Exercise requirements ▸
A) In the passage on assay tolerances, how are tolerances measured?
B) For each statement, answer yes or no on whether it agrees with the passage on assay tolerances, and quote the words that decide it. (i) Knowing your tolerances will eliminate surprises. (ii) The approach changes the process that was mapped out earlier. (iii) More iterations in the development cycle improve the chances of resolving issues.
C) Resume the passage on assay tolerances, picking up after its last sentence.

━━━ Provided text

How do you measure tolerances? You intentionally degrade performance. For example, if you’re using a centrifuge to spin down blood, back off on the purity of the plasma until you know how red blood cell contamination affects your limit of detection. If you’re re-suspending a dried reagent, back off on the mixing to see what it does to your assay precision.

Knowing your tolerances won’t eliminate surprises, but it will expose problems sooner. For example, if you know your assay can tolerate up to 5% hematocrit, then you can evaluate the performance of your on-cartridge plasma separation module the first time you use it, without ever connecting it to your downstream modules. If you’re working with an outside cartridge engineering firm, including tolerances on your specification will also help you establish the milestones for the project.

You’ll notice that this approach doesn’t change the process mapped out above. It only gets you to step 3 sooner, meaning you’ll have more time and money to iterate through steps 3 and 4. The more iterations you have in your development cycle, the better your chances of resolving issues that arise.

━━━━━━
━━━ Material shown

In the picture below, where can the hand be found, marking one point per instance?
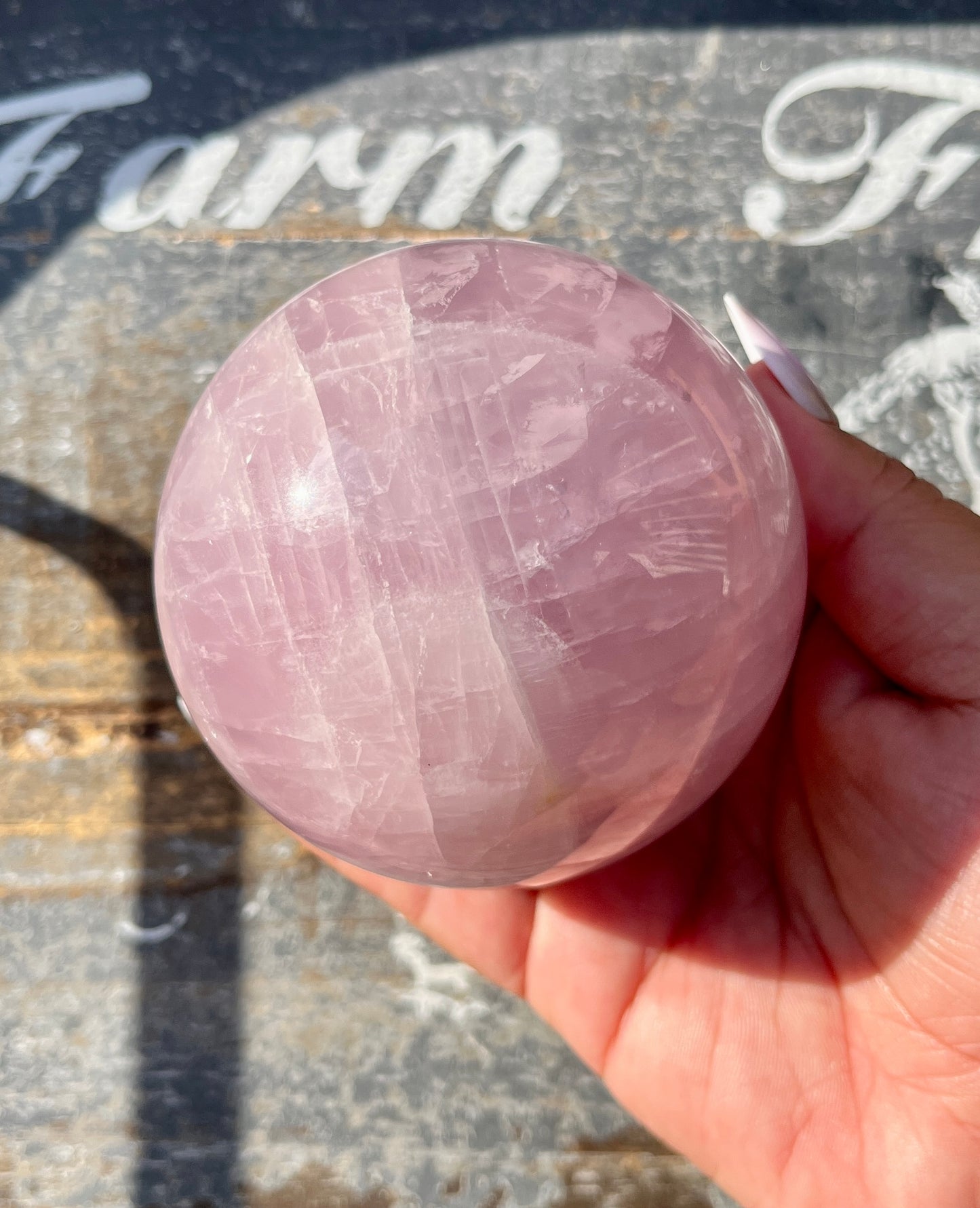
(787, 986)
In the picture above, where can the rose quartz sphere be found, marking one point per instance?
(480, 562)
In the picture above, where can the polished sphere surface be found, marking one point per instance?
(480, 562)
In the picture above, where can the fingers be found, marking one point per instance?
(892, 562)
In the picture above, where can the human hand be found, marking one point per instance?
(787, 986)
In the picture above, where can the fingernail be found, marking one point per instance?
(762, 345)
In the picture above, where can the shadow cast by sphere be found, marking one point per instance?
(188, 909)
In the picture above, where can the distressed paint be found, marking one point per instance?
(329, 1056)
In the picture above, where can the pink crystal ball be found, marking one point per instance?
(480, 562)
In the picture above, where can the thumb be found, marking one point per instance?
(895, 564)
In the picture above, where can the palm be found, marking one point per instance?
(787, 986)
(777, 975)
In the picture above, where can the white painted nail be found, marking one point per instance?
(763, 345)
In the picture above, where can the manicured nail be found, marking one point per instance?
(762, 345)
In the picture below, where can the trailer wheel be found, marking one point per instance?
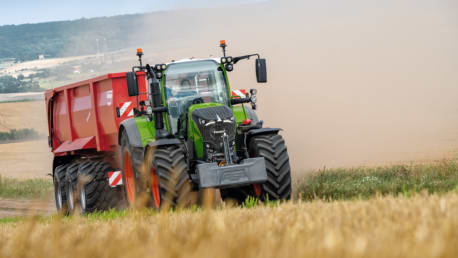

━━━━━━

Answers to the tasks ▸
A) By intentionally degrading performance.

B)
(i) No: "Knowing your tolerances won’t eliminate surprises"
(ii) No: "this approach doesn’t change the process mapped out above"
(iii) Yes: "The more iterations you have in your development cycle, the better your chances of resolving issues that arise."

C)
To eliminate surprises, go microfluidic earlier

Obviously, it would be better to avoid sample prep surprises in the first place, which you can only do by using microfluidic tools from the beginning.

Start testing off-the-shelf microfluidic tools from your earliest days of product development. There’s usually more than one approach to sample prep for a given assay. Choose the microfluidic-native methods where you can. They may be unfamiliar or disorienting, but they will ensure you’re optimizing your final, cartridge-based assay, instead of your prototype, benchtop assay. Most importantly, you’ll quickly learn what methods are unworkable and which tools you can trust.

For example, imagine you have a reagent that will need to be stored dry, on-cartridge. The performance of that reagent depends on how you dry it, resuspend it, mix it, and incubate it. Instead of working with that reagent in a microfuge tube, dry it into a microfluidic chamber. To re-suspend the reagent, try pumping it back and forth, then compare against a microfluidic mixing chip.

Or perhaps your assay includes purification. If you want to try magnetic beads, start the reaction with the beads dried inside a microfluidic chamber instead of pipetting them. Then compare this method against a microfluidic sample prep chip.

The bottom line is that you can only avoid sample prep surprises if you develop your assay using microfluidic methods early in the process. It’s important to know that off-the-shelf microfluidics is a new frontier. Historically, microfluidic cartridges have been completely custom, but this is starting to change.

As you test microfluidic methods, you’ll find many are unwieldy for rapid assay development and early prototyping. You’ll also find a few that are just as useful at the bench as your pipettes and tubes.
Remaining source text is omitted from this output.